This is Bowie maturing as a songwriter and hitting the right note with everything on the record. The riffs, tones, and arrangements are on point. Even the cover song, “It Ain’t Easy”, fit right in. Today, the record can still speak to everyone, and that in itself is remarkable.

NOTES & MINUTIAE: It was said that Ziggy was influenced by Lou Reed and Iggy Pop, and some others, like Vince Taylor

IS THERE A DELUXE VERSION: Yes, some outtakes and B-sides (like “Velvet Goldmine”) and a stand alone single “John, I’m Only Dancing (#12 UK)

 GRADE A+: It’s Bowie’s best and it still resonates.

══════════

(Required task): Write out the Bowie album review word for word, from "IS THERE A DELUXE" to "it still resonates.".

(Extracted material):
══════════

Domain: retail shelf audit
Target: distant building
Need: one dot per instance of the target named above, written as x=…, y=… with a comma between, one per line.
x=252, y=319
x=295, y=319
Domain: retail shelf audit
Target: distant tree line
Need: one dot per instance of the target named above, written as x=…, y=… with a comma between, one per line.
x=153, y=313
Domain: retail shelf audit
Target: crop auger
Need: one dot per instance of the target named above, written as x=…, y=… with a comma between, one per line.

══════════

(Response):
IS THERE A DELUXE VERSION: Yes, some outtakes and B-sides (like “Velvet Goldmine”) and a stand alone single “John, I’m Only Dancing (#12 UK)

 GRADE A+: It’s Bowie’s best and it still resonates.